*Your objective*
The expected answer is a bare count of the lines in the data below that contain "hair".

[Stored dataset items]

* * *

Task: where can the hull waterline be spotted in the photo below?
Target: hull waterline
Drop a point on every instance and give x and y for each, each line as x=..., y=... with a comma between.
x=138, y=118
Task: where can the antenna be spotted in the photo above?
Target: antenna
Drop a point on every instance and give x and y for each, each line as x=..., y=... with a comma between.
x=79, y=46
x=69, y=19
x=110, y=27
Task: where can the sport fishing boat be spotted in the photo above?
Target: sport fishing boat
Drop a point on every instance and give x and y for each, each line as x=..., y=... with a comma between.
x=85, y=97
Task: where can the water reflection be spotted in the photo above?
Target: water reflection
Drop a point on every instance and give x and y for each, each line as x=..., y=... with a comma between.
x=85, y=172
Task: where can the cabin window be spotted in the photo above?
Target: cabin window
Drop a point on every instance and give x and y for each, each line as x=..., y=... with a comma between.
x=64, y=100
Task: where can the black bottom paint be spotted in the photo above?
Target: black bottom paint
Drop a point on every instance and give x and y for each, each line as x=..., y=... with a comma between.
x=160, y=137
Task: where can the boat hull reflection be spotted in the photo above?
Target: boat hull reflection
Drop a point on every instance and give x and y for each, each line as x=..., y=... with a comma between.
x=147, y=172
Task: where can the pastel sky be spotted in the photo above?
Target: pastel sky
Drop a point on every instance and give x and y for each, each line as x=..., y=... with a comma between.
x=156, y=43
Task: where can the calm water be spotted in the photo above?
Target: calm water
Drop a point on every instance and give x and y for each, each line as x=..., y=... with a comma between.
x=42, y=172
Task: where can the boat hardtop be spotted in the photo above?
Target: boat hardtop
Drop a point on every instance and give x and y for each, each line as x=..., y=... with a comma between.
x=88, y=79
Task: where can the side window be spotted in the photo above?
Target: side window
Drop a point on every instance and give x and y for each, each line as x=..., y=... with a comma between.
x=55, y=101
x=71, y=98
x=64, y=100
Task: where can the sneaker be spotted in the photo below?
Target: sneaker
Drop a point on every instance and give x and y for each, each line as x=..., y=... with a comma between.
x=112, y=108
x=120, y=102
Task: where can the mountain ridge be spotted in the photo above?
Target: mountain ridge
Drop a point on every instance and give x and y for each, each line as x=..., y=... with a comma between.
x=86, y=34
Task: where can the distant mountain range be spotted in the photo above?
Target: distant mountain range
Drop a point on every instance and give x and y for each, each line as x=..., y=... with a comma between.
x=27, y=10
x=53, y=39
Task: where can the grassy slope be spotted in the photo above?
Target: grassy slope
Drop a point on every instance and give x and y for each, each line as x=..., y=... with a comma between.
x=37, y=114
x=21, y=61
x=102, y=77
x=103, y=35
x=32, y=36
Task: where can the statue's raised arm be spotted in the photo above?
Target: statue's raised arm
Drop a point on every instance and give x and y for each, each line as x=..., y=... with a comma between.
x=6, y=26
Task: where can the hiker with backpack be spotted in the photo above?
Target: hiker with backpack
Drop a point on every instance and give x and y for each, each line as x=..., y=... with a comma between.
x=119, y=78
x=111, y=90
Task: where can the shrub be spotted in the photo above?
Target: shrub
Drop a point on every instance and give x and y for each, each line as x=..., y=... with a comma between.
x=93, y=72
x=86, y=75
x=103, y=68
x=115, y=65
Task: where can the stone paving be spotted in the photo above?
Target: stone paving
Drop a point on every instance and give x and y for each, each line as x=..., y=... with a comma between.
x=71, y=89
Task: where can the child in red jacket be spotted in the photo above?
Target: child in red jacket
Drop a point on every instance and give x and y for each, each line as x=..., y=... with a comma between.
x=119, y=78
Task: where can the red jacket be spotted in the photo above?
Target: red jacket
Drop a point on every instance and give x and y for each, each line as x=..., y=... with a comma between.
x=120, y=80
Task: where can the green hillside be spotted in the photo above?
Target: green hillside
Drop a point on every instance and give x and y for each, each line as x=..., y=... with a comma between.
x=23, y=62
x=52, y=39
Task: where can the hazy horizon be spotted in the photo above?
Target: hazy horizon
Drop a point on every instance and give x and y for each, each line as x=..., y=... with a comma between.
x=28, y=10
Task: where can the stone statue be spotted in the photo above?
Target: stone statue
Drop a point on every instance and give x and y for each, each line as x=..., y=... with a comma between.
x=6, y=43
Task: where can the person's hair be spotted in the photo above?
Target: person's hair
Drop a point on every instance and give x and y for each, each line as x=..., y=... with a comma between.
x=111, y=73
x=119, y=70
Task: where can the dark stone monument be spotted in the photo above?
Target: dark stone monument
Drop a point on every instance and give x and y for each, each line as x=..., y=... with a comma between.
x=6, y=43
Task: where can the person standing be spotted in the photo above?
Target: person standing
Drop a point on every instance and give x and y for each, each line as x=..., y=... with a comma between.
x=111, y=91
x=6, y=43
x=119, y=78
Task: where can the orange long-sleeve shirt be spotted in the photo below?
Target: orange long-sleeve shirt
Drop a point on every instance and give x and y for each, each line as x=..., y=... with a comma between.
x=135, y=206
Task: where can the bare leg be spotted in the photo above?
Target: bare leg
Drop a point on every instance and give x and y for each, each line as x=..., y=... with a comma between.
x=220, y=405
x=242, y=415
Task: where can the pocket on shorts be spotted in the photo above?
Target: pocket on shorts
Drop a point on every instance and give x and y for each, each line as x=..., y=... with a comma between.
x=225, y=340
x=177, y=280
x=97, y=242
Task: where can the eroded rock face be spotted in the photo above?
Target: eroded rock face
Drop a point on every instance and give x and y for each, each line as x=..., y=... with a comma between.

* * *

*Solved exercise*
2